Collected data:
........

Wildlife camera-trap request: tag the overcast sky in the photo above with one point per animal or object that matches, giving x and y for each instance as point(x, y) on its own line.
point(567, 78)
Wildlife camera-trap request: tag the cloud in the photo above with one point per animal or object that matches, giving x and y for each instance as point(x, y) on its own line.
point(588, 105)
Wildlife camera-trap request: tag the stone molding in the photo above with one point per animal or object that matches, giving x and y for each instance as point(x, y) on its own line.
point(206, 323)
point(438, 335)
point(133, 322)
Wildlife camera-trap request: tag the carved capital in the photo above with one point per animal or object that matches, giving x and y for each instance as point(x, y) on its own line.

........

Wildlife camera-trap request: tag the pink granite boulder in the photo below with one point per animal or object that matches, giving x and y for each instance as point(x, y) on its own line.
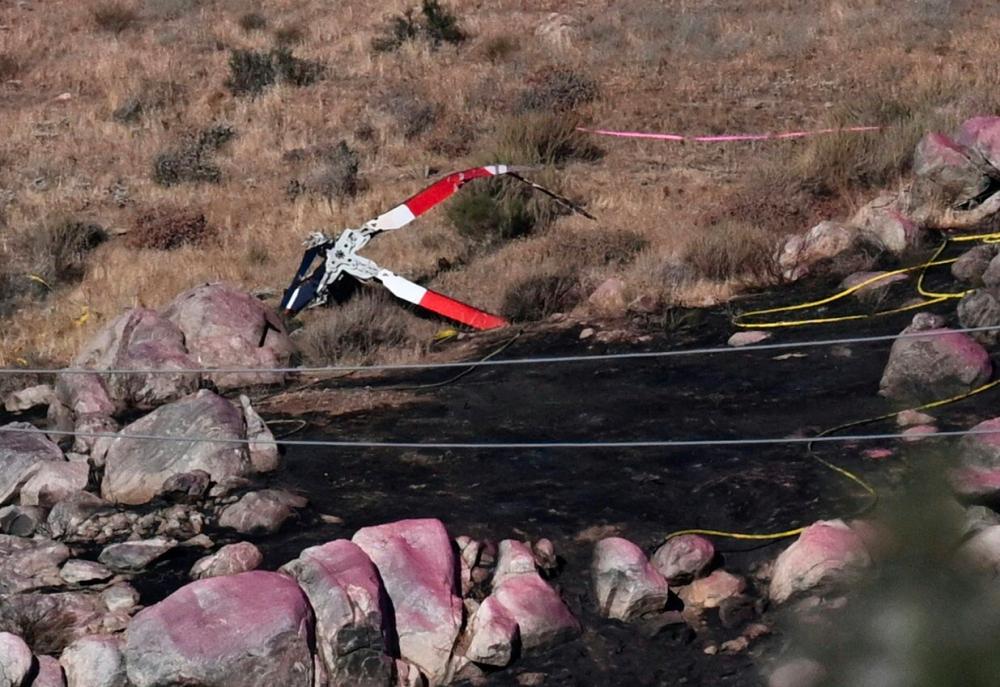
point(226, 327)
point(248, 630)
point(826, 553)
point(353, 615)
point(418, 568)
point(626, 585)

........

• Problem: Both end lines included, restate word for word the lines above from the line with "Wildlife camera-trap request: tag the stone" to the line with "Wildlife camera-trap request: tag the carved", and nothing else.

• Expected answer:
Wildlife camera-trap request: tag the stone molding in the photo above with one point per animal or object that matches, giving x and y for each instance as point(x, y) on its own line.
point(206, 323)
point(438, 335)
point(133, 322)
Wildlife camera-trap request: tag the carved capital in the photo above with one point per animal or object that matches, giving x and y for each instance as point(x, y) on its own line.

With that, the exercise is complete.